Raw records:
######

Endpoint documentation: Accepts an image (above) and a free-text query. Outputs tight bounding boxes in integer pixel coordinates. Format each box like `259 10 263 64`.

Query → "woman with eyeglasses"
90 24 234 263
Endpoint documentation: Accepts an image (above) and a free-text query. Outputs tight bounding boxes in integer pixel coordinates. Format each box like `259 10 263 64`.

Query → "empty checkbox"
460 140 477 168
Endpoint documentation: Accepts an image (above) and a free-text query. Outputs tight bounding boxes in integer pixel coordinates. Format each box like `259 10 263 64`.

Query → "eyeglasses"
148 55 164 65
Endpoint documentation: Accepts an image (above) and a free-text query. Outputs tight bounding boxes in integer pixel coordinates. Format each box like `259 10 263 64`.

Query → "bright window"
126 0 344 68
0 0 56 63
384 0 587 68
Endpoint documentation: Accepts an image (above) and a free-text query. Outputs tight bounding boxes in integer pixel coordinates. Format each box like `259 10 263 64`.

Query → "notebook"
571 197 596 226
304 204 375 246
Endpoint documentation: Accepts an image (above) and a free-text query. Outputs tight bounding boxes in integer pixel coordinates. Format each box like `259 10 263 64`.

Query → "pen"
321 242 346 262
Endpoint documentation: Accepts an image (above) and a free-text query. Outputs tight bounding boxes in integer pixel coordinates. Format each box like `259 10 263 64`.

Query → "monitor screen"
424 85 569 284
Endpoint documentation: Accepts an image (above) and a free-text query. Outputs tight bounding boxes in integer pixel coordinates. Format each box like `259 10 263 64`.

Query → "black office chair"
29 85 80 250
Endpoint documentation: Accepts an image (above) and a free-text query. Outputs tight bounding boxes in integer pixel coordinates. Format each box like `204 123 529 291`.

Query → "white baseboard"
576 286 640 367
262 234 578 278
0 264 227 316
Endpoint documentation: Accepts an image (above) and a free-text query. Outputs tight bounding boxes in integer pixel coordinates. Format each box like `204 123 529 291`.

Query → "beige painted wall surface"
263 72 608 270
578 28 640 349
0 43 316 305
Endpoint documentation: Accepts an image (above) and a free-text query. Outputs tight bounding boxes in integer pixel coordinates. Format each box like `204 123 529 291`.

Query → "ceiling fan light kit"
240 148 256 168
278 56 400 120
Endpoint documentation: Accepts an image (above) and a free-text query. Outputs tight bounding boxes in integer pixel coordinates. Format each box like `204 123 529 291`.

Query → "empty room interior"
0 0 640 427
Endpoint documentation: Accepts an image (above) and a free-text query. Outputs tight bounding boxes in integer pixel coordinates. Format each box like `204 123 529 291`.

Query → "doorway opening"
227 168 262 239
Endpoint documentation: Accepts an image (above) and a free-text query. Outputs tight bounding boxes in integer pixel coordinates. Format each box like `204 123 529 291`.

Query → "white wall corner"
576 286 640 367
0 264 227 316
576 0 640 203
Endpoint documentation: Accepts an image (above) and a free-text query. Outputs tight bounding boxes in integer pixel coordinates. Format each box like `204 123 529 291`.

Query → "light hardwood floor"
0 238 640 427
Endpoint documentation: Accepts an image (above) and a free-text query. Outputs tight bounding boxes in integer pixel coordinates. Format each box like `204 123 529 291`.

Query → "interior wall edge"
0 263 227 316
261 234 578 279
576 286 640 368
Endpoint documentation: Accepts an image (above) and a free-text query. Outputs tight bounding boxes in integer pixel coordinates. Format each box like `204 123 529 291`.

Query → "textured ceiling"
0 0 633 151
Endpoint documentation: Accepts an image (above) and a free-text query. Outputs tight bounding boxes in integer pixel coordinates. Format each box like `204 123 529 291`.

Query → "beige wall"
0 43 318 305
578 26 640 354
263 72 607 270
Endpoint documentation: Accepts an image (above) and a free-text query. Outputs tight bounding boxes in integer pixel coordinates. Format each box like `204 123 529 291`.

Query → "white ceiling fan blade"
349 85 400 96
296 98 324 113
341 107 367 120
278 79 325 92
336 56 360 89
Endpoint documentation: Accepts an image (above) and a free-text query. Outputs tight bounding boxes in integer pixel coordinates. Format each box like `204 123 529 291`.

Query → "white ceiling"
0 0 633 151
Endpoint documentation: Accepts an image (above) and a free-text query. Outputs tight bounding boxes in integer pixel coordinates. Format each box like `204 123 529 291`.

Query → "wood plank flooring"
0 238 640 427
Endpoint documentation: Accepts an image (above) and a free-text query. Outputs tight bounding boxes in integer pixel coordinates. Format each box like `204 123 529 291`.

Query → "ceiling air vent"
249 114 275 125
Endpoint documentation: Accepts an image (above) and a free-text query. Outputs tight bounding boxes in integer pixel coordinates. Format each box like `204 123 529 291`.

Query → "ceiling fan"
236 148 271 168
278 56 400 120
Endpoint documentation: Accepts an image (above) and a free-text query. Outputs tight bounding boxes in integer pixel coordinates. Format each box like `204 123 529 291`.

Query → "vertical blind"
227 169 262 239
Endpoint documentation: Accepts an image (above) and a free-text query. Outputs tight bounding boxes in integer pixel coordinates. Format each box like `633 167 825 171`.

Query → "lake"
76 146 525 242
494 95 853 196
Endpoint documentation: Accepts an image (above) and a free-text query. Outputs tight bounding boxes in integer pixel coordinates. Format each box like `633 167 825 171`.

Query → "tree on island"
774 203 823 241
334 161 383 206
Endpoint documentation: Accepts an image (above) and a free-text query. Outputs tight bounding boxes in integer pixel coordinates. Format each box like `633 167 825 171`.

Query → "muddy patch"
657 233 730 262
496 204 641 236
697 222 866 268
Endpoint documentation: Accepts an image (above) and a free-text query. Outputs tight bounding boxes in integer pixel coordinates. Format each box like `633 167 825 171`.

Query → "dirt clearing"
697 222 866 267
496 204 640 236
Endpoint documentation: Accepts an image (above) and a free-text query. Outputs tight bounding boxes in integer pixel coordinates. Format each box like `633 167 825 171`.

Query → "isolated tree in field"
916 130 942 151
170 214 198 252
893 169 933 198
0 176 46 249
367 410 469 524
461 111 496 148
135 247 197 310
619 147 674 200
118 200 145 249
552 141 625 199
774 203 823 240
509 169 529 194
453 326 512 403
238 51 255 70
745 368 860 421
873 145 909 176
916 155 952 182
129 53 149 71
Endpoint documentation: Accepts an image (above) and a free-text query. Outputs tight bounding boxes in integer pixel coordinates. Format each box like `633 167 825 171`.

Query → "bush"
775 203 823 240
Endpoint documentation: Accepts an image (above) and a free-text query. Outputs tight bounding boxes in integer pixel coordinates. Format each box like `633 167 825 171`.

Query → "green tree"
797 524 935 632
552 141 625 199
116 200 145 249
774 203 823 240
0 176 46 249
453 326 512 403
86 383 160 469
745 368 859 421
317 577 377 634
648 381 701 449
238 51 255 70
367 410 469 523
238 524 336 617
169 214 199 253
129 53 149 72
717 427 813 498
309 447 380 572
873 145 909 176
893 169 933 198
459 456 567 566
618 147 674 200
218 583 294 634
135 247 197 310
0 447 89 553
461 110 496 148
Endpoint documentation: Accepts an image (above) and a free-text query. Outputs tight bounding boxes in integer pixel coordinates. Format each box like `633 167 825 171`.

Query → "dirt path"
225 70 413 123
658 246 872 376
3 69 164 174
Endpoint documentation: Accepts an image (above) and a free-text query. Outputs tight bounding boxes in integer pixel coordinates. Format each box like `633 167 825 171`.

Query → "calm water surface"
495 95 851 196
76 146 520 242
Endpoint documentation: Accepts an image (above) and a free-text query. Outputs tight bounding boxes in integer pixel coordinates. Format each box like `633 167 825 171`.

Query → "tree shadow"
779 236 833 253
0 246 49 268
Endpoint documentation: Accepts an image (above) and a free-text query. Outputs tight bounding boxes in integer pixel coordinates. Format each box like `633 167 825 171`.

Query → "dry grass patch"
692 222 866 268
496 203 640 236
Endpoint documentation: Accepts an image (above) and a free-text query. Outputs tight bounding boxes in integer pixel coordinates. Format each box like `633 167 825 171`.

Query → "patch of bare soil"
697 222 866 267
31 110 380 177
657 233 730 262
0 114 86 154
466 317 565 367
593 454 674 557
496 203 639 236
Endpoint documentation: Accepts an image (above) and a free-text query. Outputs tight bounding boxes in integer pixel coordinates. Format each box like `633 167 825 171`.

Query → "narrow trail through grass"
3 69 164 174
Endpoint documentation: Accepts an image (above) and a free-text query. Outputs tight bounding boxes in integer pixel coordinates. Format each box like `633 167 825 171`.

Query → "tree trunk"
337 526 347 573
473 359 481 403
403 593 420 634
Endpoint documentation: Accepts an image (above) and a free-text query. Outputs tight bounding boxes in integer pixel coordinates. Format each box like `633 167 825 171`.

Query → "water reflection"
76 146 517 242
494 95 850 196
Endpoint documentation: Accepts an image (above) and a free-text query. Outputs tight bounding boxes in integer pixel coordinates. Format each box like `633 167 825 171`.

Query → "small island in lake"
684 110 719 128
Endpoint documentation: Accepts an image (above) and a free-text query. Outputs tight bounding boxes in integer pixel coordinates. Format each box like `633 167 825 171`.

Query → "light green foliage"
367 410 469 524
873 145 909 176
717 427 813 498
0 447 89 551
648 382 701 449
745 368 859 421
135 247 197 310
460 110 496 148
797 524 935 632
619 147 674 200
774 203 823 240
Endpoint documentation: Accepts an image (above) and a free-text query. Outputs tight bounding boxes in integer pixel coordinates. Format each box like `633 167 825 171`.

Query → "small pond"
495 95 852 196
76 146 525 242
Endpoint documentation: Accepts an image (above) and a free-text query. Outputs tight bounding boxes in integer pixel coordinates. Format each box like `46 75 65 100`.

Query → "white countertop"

######

• [Required task]: Rewrite the records from the first line through the line containing "424 85 569 284", substituting "Service notes" for each "Endpoint documentation" and leaving everything else untouched.

• [Written response]:
Service notes: Accepts an image (above) and a free-text query. Outputs tight bounding boxes in integer pixel coordinates. Format each box like `259 10 263 64`.

Query → "woman with eyeglasses"
90 24 234 263
Service notes: Accepts an image (above) and a free-text query. Outputs tight bounding boxes in integer pixel coordinates. Format each box like `259 10 263 64`.

Query → "empty checkbox"
460 140 477 168
Service notes: Accepts an image (above) and a free-text query. Outputs tight bounding boxes in integer pixel coordinates. Format each box like `259 10 263 64`.

Query → "eyeglasses"
148 55 164 65
Service notes: Accepts an image (above) and a free-text query. Outputs tight bounding boxes in integer pixel coordinates. Format each box like `259 10 263 64`.

Query → "bright window"
126 0 344 68
0 0 56 63
384 0 587 68
Service notes: Accepts an image (above) and a free-text query. Outputs tight bounding boxes in integer pixel coordinates. Format each box like `259 10 263 64`.

Query → "notebook"
571 197 596 226
304 204 375 246
Service notes: Accepts an image (above) and a free-text query. Outputs tight bounding boxes in integer pixel coordinates. Format each box like `259 10 263 64`.

Query → "pen"
321 242 346 262
Service notes: Accepts an image (above) and a free-text query. Outputs tight bounding boxes in integer pixel coordinates. Format each box like `259 10 263 64`.

Query → "monitor screen"
424 85 569 284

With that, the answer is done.